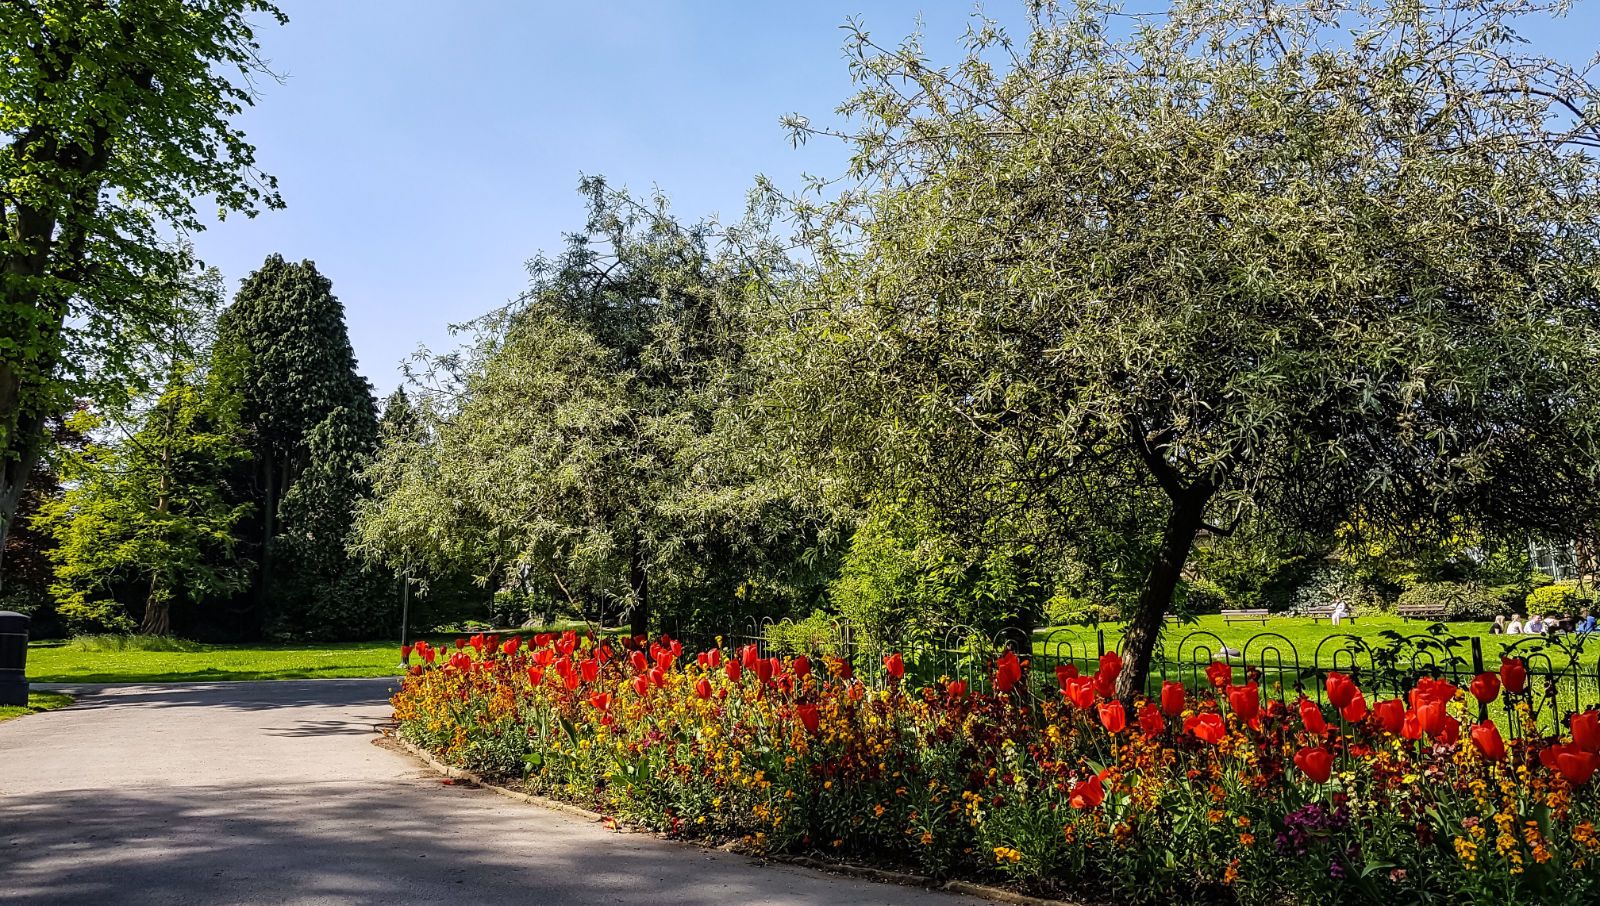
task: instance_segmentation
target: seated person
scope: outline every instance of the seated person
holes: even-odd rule
[[[1522,626],[1523,635],[1544,635],[1544,617],[1536,613],[1528,614],[1528,622]]]
[[[1505,635],[1506,634],[1506,615],[1505,614],[1503,614],[1503,613],[1495,614],[1494,624],[1489,627],[1489,634],[1490,635]]]
[[[1583,616],[1578,618],[1578,625],[1573,627],[1573,630],[1585,633],[1594,632],[1594,614],[1589,612],[1589,608],[1585,607],[1583,609]]]
[[[1511,622],[1506,624],[1506,635],[1522,635],[1522,614],[1511,615]]]

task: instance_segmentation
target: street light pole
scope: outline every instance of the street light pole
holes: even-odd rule
[[[411,622],[411,578],[409,576],[401,576],[400,577],[400,648],[401,648],[401,650],[404,650],[405,647],[406,647],[406,630],[409,628],[410,622]],[[402,668],[409,667],[409,666],[411,666],[410,661],[411,661],[410,653],[407,652],[404,656],[402,656],[400,658],[400,666]]]

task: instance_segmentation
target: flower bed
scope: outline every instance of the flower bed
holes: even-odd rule
[[[1563,739],[1476,723],[1479,701],[1517,711],[1517,661],[1370,703],[1329,674],[1326,709],[1263,704],[1217,665],[1214,690],[1168,683],[1125,709],[1115,654],[1092,676],[1061,668],[1047,697],[1011,654],[983,694],[906,688],[898,655],[873,689],[843,661],[665,639],[411,655],[407,739],[685,837],[1131,902],[1600,899],[1600,712]]]

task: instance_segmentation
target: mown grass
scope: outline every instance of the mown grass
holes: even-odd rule
[[[331,679],[394,676],[393,641],[207,645],[95,636],[28,646],[28,679],[37,683],[152,683],[204,680]]]
[[[54,711],[72,704],[72,696],[65,692],[29,692],[26,705],[0,705],[0,720],[10,720],[40,711]]]

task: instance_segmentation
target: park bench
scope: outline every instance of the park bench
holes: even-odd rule
[[[1395,613],[1408,620],[1433,620],[1444,619],[1444,608],[1435,604],[1401,604],[1395,608]]]
[[[1224,610],[1222,612],[1222,621],[1229,625],[1234,623],[1260,623],[1265,626],[1271,616],[1272,613],[1264,607],[1258,610]]]
[[[1311,622],[1313,622],[1313,623],[1321,623],[1323,620],[1330,620],[1331,621],[1333,619],[1333,608],[1332,607],[1318,607],[1318,608],[1315,608],[1313,610],[1306,611],[1306,616],[1310,617],[1311,618]],[[1350,622],[1354,623],[1356,621],[1356,616],[1355,616],[1355,614],[1350,613],[1349,611],[1345,611],[1345,615],[1343,617],[1340,617],[1340,619],[1341,620],[1349,620]]]

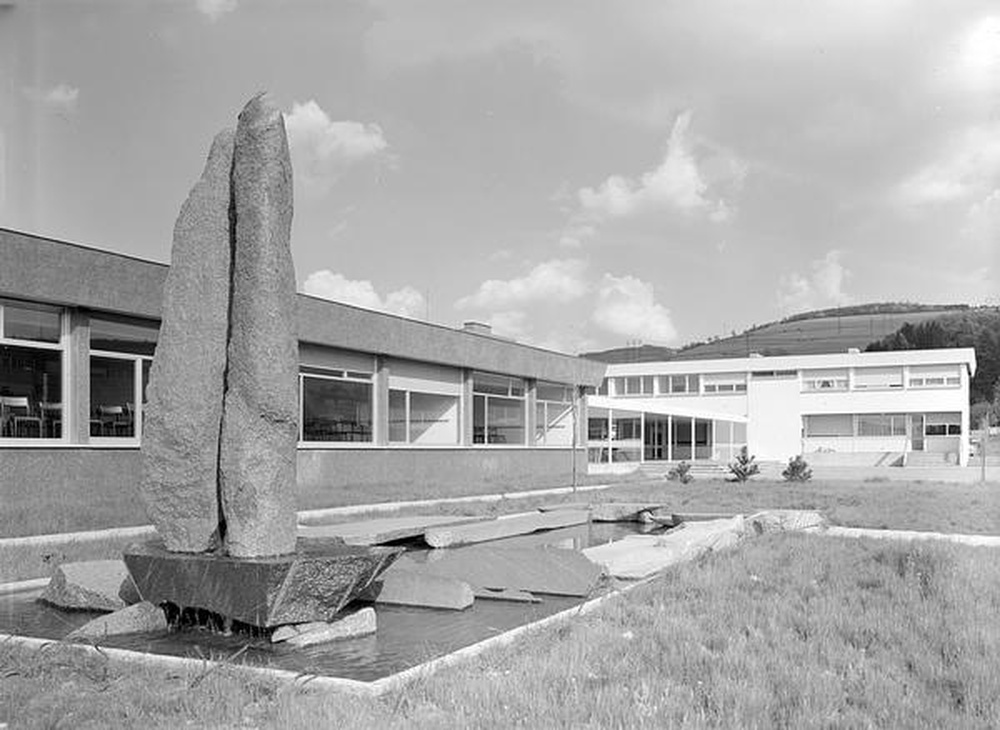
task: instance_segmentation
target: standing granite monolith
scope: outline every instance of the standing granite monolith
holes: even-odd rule
[[[292,166],[281,112],[265,95],[236,126],[228,373],[219,457],[225,549],[295,550],[298,340],[290,249]]]
[[[218,458],[229,328],[233,132],[212,143],[174,226],[142,433],[146,512],[175,552],[218,542]]]

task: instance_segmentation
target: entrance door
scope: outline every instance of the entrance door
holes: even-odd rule
[[[646,461],[666,461],[667,459],[667,416],[646,414],[644,456]]]
[[[910,450],[924,450],[924,414],[910,414]]]

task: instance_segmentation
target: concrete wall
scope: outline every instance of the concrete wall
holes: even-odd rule
[[[747,448],[761,461],[788,461],[802,451],[799,379],[751,379]]]
[[[300,449],[300,509],[568,486],[571,449]],[[587,473],[586,451],[576,452]],[[0,449],[0,537],[146,524],[138,449]]]

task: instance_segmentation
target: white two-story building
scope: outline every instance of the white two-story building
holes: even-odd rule
[[[609,365],[588,398],[592,470],[629,462],[962,464],[971,348]],[[919,454],[919,456],[915,456]]]

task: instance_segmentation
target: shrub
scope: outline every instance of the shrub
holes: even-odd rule
[[[781,476],[785,478],[786,482],[808,482],[812,479],[812,475],[809,463],[802,458],[801,454],[789,459],[788,466],[781,472]]]
[[[694,475],[691,474],[691,465],[686,461],[676,464],[670,471],[667,472],[667,479],[672,482],[687,484],[694,479]]]
[[[736,461],[729,465],[729,473],[733,475],[733,481],[742,483],[754,474],[760,473],[760,467],[758,467],[757,462],[754,461],[755,458],[756,457],[750,456],[747,453],[746,446],[740,449],[740,453],[737,455]]]

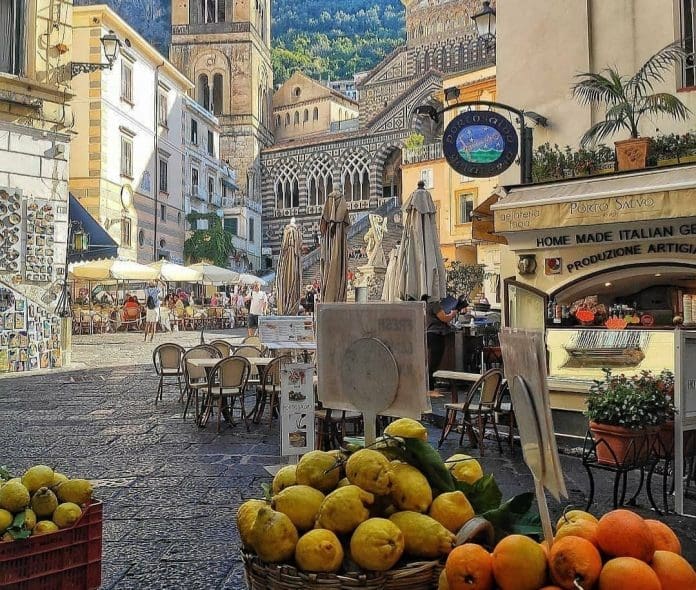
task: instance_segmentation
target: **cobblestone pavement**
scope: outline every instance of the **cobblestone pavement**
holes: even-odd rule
-.-.-
The answer should be nothing but the number of lines in this data that include "target".

11